Voici un beau livre.
L’auteur, Pierre Fleury, s’y laisse solliciter par le mystère d’une coïncidence entre un poète et un musicien qui ne se sont jamais connus directement, mais dont les œuvres entretiennent de si réelles affinités, qu’elles incitent le lecteur-auditeur à inventer, en même temps qu’une qualité nouvelle d’écoute, une pensée nouvelle de l’art (et de la folie) qui puisse rendre compte de telles correspondances.
346Nerval et Schumann auraient vu, dans cette coïncidence, une manifestation de la communication des âmes ou une preuve de la métempsychose en laquelle ils croyaient ; un historien ou un sociologue parleraient de l’influence d’un contexte spatio-temporel identique ; la psychiatrie soulignerait la prégnance de déterminations métapsychologiques sous-tendues par une même structure inconsciente ; Pierre Fleury, quant à lui, mise sur la vertu d’une démarche comparatiste qui tend, au-delà des seules comparaisons positives, à faire apparaître, en horizon, le point de convergence de deux lignes de vie (et d’art) absolument parallèles, qui ne se recoupent donc pas, mais qui ont en effet la folie en partage.
Sans doute Pierre Fleury ne manque-t-il pas de relever, dans un premier chapitre, les points de rencontres objectifs où ces deux vies parallèles se font en effet signe. Il ne manque pas non plus de contextualiser la folie qui s’empare, à la même époque, de Schumann et de Nerval : leur « cas » est exemplairement un cas de folie « romantique », non seulement en ceci que que leur folie s’ancre dans le « mal du siècle » de toute une génération, mais surtout en ceci que le romantisme, en ses valeurs principales, est le premier courant de pensée et d’art qui, après le long silence classique, redonne voix à la folie, reconnue en son humanité radicale en même temps que dévoilée dans sa force poétique fantastique.

[Données d'étiquetage par coordonnées]
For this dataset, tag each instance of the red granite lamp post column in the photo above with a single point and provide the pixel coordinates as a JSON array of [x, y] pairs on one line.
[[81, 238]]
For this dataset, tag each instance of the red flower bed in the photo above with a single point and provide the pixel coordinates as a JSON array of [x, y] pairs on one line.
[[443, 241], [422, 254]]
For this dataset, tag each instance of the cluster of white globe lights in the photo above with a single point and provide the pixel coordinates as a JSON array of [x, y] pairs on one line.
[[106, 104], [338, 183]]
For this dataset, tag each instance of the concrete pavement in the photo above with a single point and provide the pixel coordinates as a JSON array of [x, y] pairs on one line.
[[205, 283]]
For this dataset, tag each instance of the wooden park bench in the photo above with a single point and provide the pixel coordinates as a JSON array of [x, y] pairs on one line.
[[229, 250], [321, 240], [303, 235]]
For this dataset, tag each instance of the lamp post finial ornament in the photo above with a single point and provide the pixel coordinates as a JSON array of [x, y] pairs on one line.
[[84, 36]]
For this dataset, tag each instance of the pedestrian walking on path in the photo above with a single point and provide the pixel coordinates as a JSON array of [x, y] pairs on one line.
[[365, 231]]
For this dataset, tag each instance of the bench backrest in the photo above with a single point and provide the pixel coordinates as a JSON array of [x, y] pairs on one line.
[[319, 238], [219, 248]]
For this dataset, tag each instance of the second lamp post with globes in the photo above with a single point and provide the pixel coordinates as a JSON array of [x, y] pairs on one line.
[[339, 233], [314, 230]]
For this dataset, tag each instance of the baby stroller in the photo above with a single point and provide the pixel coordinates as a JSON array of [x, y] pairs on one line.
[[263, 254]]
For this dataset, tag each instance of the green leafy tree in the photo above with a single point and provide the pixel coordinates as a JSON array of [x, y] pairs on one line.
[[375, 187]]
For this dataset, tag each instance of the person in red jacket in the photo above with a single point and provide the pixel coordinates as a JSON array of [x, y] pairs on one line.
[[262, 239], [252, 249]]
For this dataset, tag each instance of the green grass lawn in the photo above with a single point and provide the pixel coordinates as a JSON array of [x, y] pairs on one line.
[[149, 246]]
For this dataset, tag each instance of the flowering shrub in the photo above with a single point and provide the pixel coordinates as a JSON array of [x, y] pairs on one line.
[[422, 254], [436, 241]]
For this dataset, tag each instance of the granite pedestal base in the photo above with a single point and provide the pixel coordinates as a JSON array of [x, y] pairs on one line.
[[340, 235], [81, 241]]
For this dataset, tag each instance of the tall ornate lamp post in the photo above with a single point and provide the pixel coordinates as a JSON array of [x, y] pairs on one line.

▶ Travail à faire
1. D'après l'extrait, qu'ont en partage les deux lignes de vie parallèles ?
2. Donnez toutes les personnes nommées dans l'extrait.
Ces enregistrements forment un matériau à part.

▶ Résultats
1. La folie.

2. Pierre Fleury, Nerval, Schumann